ASSIGNED TASK » Continue the Japan Geoscience Union Meeting 2016 session listing from the point where it stops.

EXTRACT TO READ »
== Segment start ==

Japan Geoscience Union Meeting 2016

Presentation information

International Session (Oral)

Symbol P (Space and Planetary Sciences) » P-PS Planetary Sciences

[P-PS01] Outer Solar System Exploration Today, and Tomorrow

Sun. May 22, 2016 10:45 AM - 12:15 PM A02 (APA HOTEL&RESORT TOKYO BAY MAKUHARI)

Convener:*Jun Kimura(Earth-Life Science Institute, Tokyo Institute of Technology), Masaki Fujimoto(Institite of Space and Astronautical Science, Japan Aerospace Exploration Agency), Yasumasa Kasaba(Dep. Geophysics Graduate School of Science Tohoku University), Sho Sasaki(Department of Earth and Space Sciences, School of Science, Osaka University), Takayuki Tanigawa(School of Medicine, University of Occupational and Environmental Health), Yasuhito Sekine(Department of Earth and Planetary Science, University of Tokyo), Kunio Sayanagi(Atmospheric and Planetary Sciences Department, Hampton University), Steven Vance(Jet Propulsion Laboratory, Caltech), Chair:Jun Kimura(Earth-Life Science Institute, Tokyo Institute of Technology), Noriyuki Namiki(RISE Project, National Astronomical Observatory of Japan)

10:45 AM - 11:00 AM

[PPS01-07] Neutral pH of water on early Ceres

*Yasuhito Sekine1, Takazo Shibuya2, Taro Funatsu1 (1.Department of Earth and Planetary Science, University of Tokyo, 2.Laboratory of Ocean-Earth Life Evolution Research, JAMSTEC)

== Segment end ==

DATA PROVIDED »
== Segment start ==

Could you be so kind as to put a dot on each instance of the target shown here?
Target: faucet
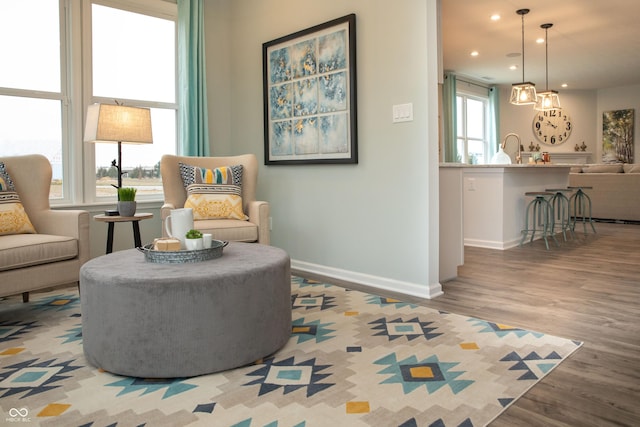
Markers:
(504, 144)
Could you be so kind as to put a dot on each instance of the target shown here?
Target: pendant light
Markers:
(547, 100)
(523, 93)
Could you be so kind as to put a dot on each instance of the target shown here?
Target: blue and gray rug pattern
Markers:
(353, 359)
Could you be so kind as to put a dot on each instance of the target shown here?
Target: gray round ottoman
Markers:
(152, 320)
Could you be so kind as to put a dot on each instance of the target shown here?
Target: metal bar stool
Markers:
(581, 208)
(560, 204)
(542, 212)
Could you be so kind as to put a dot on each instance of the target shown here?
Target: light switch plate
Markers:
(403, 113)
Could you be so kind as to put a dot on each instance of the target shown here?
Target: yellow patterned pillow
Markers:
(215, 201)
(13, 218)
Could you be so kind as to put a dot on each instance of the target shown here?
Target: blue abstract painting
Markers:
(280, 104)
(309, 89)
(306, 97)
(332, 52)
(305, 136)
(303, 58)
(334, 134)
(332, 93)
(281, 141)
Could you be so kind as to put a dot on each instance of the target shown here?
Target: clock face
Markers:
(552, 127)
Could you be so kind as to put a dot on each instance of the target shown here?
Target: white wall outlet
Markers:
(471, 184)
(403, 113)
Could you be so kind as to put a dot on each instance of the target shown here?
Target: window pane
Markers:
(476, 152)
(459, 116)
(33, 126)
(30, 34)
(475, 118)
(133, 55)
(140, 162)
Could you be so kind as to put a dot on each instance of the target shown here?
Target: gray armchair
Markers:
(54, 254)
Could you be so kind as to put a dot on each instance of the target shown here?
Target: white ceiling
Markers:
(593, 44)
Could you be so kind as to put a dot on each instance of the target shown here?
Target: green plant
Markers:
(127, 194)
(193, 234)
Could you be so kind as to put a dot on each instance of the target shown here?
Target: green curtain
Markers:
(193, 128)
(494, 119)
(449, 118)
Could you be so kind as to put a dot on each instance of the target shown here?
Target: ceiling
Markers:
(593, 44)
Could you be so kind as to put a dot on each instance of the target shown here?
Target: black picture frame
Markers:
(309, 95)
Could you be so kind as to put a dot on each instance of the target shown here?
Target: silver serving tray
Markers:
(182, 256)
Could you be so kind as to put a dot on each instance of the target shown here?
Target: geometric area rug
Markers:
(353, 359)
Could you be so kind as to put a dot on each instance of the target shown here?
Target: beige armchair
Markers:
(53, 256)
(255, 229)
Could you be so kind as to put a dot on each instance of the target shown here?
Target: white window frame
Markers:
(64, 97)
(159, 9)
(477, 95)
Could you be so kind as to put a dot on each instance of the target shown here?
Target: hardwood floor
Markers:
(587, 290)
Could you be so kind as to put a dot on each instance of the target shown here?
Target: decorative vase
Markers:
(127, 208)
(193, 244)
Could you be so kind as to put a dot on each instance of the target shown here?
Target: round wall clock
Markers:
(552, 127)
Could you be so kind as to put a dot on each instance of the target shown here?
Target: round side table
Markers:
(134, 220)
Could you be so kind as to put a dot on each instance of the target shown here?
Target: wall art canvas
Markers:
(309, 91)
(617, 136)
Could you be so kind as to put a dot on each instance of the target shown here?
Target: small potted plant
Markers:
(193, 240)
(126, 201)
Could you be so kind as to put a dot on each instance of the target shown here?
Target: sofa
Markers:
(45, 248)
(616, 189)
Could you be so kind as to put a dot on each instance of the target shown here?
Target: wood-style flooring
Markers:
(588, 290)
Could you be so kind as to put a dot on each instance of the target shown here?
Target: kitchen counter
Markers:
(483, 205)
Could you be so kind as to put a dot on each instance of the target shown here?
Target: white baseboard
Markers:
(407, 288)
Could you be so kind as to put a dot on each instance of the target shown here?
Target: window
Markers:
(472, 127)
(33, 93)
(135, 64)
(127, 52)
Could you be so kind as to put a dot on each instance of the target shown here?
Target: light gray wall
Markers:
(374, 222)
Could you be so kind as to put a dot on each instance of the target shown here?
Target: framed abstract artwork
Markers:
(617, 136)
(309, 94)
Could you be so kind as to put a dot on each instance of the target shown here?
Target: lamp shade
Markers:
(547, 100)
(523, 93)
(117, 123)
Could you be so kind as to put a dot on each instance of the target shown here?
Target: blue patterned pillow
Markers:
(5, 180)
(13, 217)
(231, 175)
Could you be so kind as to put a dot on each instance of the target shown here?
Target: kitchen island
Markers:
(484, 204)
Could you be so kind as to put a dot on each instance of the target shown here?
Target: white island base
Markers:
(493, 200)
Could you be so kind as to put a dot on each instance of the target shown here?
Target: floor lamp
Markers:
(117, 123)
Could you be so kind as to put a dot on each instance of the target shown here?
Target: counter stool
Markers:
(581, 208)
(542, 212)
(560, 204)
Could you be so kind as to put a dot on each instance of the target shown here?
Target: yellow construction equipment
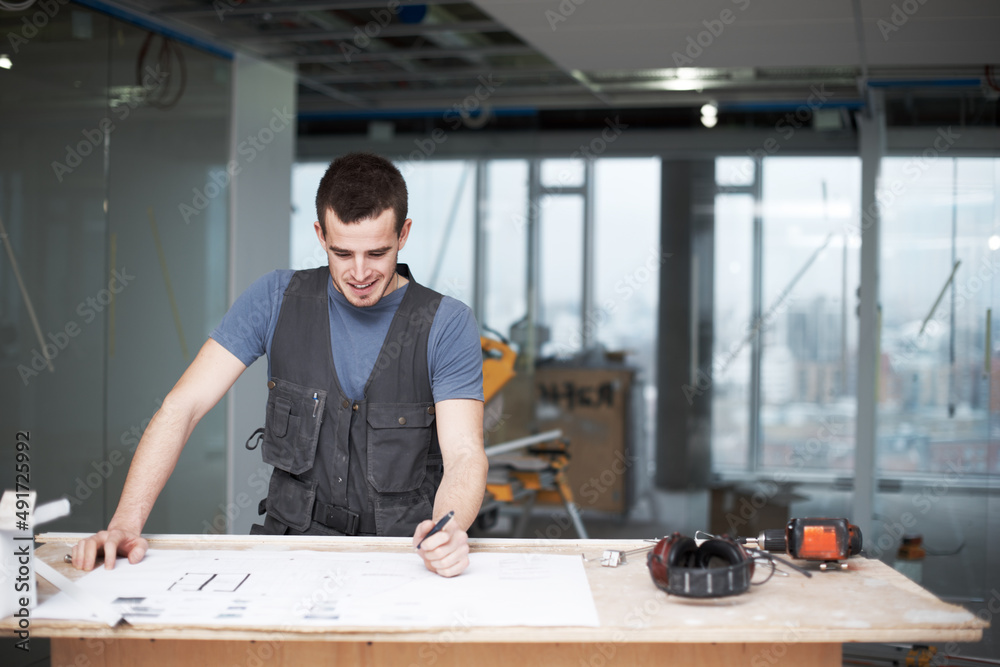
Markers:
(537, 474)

== Segment end ==

ANSWER TO THIS PROBLEM »
Keywords:Ceres, hydrothermal reactions, water

Ceres, the ice-rich dwarf planet in the asteroid belt, would provide a clue to understand formation processes of the planets in the solar system, as it is considered as one of a few proto-planets remaining today (Castillo-Rogez and McCord, 2010). Ceres’ surface reflectance spectra show a unique absorption at 3.06 μm, which is recently found to be caused by the presence of NH4-bearing hydrated silicates (e.g., mica) (De Sanctis et al., 2015). This in turn means that a large amount of NH3 should have been contained in Ceres’ interior ocean formed in the early stage of its evolution, and that Ceres’ building materials would have been originated from the outer solar system beyond the snowline of NH3 (De Sanctis et al., 2015). However, the formation of NH4-bearing hydrated silicates would depend on not only the presence of NH3 in the ocean but also the chemical compositions and pH of the interior ocean where the hydrated silicates were formed. Here, we performed hydrothermal experiments to constrain pH of the water on early Ceres. Based on the chemical analysis and comparisons of infrared spectra of the produced hydrated silicates, together with the findings of carbonates on Ceres, we show that pH of water on early Ceres should be near neutral. This is because NH4+ ions are incorporated into hydrated silicates under neutral pH conditions. To achieve neutral pH in the water, the rock compositions of Ceres would be different from that of carbonaceous chondrites. As sulfate salts were found on Ceres (Nathues et al., 2015), large amounts of sulfate ions may have worked as a major anion to keep the water pH as neutral. This further suggests that reducing sulfur in the core would have been oxidized by igneous activity on early Ceres sustained by short-lived radiogenic heating upon its early formation (within 3-5 Mys after CAIs).